§ Article
I am also trying to understand how the whole binary packing works as well. In your example 40420f00 is 1000000, however when I use an online calculator it shows 'f4240`.. does this have to do with some kind of byte rearrangement? –  t0x13 Apr 4 '12 at 1:44
    
Yes, this is the little endian order of bytes, it's the "native" one on x86 machines. Big endian could be obtained with "CCL>" template for pack instead of "CCL" –  Daniel Vérité Apr 4 '12 at 2:14
    
I see, thank you . I will read up on that. –  t0x13 Apr 4 '12 at 3:13
up vote 0 down vote accepted

So I was able to figure out how to do it in plpg Here's the code to pack

CREATE FUNCTION pack_numeric_bytes(i_values NUMERIC[], i_byte_sizes NUMERIC[],    i_big_endian BOOLEAN)
RETURNS BYTEA
    DECLARE
        v_bytes BYTEA := NULL;
        v_start INTEGER := 1;
        v_byte BYTEA;
        v_byte_size INTEGER;
        v_value NUMERIC;
        v_binary_value TEXT;
        v_num NUMERIC;
        i INTEGER;
        x INTEGER;
        v_sql TEXT;
    BEGIN
        IF array_upper(i_values, 1) != array_upper(i_byte_sizes, 1) THEN
            RETURN v_bytes;
        END IF;

        FOR x IN array_lower(i_values, 1) .. array_upper(i_values, 1) LOOP

            /* Given value and size at x position */
            v_byte_size := i_byte_sizes[x]::INTEGER;
            v_value := i_values[x];
            /* Convert number to binary form */
            v_sql := $$SELECT $$|| v_value ||$$::bit($$|| v_byte_size*8 ||$$);$$;
            EXECUTE v_sql INTO v_binary_value;
            IF i_big_endian IS TRUE THEN
                /* Convert each byte at a time */
                FOR i IN 1 .. v_byte_size LOOP
                    /* Extract byte from our binary value.

§ Given exercise 1
Rewrite the thread's paragraph beginning "Yes, this is the little endian order" in one shorter sentence, keeping its main facts.

§ Provided data
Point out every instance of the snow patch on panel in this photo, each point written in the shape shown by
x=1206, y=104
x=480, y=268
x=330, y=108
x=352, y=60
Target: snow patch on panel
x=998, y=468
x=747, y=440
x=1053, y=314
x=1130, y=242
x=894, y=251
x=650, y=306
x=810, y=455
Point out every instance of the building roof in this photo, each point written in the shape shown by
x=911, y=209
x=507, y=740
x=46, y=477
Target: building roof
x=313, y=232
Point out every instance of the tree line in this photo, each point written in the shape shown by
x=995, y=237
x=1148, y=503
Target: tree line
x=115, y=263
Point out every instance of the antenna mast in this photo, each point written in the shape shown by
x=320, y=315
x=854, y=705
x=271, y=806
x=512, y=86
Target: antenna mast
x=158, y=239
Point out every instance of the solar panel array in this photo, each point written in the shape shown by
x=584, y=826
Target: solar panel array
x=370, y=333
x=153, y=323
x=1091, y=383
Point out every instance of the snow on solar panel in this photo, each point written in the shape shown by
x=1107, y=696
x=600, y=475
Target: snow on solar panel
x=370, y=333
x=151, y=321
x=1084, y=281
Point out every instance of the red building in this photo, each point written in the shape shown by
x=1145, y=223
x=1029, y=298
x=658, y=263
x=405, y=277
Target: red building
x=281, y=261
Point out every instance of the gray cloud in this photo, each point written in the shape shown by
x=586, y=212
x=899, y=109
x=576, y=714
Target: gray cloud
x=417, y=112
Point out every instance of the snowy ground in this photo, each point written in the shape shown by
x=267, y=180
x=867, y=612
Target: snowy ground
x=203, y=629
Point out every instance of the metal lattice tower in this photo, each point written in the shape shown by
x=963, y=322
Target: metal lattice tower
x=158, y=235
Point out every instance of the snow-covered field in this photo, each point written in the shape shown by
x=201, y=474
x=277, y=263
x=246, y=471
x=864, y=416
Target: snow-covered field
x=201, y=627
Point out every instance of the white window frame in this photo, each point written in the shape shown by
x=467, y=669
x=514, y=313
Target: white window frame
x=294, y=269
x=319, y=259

§ Given exercise 2
Count the lines of the listing above that contain the string "metal", with case counting, and reply with the number only.

§ Problem solution 1
This is little-endian byte order, native to x86 machines, and big endian comes from passing pack the "CCL>" template instead of "CCL".

§ Problem solution 2
2